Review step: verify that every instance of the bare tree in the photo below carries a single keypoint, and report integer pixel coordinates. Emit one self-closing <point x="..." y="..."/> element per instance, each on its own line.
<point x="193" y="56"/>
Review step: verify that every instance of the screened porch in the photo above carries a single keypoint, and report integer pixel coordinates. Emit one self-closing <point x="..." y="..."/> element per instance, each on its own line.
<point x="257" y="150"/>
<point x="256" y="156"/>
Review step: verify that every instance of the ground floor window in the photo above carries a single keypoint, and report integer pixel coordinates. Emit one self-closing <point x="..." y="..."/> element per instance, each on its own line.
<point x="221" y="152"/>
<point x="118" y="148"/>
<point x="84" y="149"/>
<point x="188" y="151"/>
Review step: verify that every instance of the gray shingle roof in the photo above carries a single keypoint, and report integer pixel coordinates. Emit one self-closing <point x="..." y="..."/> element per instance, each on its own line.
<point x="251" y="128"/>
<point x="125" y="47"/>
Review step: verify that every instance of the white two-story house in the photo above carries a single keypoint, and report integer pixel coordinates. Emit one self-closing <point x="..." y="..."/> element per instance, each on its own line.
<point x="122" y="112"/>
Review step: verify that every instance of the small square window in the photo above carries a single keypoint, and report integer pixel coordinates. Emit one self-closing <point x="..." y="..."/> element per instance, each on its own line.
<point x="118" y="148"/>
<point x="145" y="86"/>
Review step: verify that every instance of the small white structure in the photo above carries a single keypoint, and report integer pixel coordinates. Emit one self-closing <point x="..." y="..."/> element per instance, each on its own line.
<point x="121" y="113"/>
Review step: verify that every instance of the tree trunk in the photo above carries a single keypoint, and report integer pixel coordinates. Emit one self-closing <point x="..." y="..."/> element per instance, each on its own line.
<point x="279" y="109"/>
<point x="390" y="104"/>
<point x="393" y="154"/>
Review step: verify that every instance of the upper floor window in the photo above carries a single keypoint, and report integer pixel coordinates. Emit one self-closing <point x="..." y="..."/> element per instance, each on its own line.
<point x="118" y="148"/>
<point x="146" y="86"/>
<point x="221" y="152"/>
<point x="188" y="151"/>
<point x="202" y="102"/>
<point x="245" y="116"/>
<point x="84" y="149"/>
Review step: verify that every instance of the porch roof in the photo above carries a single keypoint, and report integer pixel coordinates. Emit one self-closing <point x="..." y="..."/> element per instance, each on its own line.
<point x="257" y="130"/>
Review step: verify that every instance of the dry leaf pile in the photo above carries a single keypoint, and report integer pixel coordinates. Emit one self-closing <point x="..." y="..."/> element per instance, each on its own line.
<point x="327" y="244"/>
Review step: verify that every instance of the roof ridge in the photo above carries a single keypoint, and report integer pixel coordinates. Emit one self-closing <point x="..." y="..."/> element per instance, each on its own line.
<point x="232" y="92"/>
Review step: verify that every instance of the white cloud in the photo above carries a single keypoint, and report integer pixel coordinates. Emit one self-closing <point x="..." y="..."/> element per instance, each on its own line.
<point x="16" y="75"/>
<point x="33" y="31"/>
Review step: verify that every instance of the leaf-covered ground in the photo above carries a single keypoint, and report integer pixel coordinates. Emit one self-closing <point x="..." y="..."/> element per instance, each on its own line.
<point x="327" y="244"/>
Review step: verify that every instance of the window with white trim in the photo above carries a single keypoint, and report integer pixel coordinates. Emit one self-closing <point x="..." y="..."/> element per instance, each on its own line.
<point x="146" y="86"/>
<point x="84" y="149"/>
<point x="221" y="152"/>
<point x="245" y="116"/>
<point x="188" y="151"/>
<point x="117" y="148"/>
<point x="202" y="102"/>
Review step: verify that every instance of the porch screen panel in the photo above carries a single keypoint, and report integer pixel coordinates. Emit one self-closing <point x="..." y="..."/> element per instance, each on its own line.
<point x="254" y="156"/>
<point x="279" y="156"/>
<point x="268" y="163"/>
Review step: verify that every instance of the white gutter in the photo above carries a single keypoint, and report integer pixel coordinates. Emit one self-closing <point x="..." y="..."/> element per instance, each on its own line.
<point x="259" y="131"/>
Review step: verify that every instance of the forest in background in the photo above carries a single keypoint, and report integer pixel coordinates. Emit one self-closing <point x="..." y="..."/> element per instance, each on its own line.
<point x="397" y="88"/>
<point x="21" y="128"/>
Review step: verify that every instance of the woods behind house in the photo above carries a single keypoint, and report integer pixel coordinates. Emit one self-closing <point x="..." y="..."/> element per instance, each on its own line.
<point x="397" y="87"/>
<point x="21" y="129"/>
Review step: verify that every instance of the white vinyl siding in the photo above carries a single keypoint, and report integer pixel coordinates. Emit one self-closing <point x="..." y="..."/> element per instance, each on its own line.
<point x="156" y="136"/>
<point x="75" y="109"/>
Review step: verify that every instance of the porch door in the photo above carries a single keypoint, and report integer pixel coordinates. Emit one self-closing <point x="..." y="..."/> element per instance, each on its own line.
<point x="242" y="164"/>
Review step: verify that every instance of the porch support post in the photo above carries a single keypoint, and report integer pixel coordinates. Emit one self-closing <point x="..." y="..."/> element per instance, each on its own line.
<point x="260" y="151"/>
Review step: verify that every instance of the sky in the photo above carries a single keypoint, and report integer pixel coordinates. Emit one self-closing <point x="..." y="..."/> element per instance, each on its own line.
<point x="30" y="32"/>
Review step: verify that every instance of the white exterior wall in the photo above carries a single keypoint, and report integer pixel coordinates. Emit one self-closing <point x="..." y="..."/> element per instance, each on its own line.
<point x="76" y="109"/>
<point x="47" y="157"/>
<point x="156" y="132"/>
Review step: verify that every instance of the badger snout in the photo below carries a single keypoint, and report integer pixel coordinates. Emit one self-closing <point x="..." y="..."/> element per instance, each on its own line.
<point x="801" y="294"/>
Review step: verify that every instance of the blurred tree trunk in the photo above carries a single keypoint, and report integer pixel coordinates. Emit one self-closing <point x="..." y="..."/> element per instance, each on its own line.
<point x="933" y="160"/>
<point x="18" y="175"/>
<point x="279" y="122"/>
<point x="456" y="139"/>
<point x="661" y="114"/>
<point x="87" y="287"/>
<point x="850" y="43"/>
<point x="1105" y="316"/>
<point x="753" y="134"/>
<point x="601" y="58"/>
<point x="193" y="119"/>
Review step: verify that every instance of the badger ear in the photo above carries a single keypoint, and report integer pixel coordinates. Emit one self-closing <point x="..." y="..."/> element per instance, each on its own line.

*-*-*

Objective:
Leave out every line before the one containing "Review step: verify that every instance of the sky"; set down that line and all remaining lines of the material exactly.

Written answer:
Review step: verify that every instance of the sky in the photo above carries a single keypoint, and report integer pixel coordinates. Emit one self-closing <point x="..." y="..."/> element per instance, each on its own line.
<point x="30" y="32"/>
Review step: verify that every instance of the white exterior wall in the photo above carries a single keypoint, and report integer pixel coordinates. Emit one self-closing <point x="..." y="..."/> element per instance, each on its own line.
<point x="76" y="109"/>
<point x="47" y="157"/>
<point x="156" y="132"/>
Review step: verify that every instance of the badger snout in the photo below carries a single keypoint, and report integer pixel coordinates. Emit one self-closing <point x="..." y="..."/> element per instance, each on its own line.
<point x="801" y="294"/>
Review step: verify that every instance of the blurred tree trunk in the photo above carries a single keypoint, and report integer pixel coordinates. Emit one self-closing <point x="..." y="..."/> element per instance, each on its own line.
<point x="933" y="160"/>
<point x="18" y="175"/>
<point x="279" y="122"/>
<point x="456" y="139"/>
<point x="661" y="114"/>
<point x="87" y="287"/>
<point x="850" y="43"/>
<point x="1105" y="316"/>
<point x="753" y="134"/>
<point x="601" y="58"/>
<point x="193" y="119"/>
Review step: verify that every instance of the badger ear in the photo above carries a single keypoint, and report integer pixel coordinates. Emit one self-closing <point x="..." y="..."/> element per instance, each on its own line.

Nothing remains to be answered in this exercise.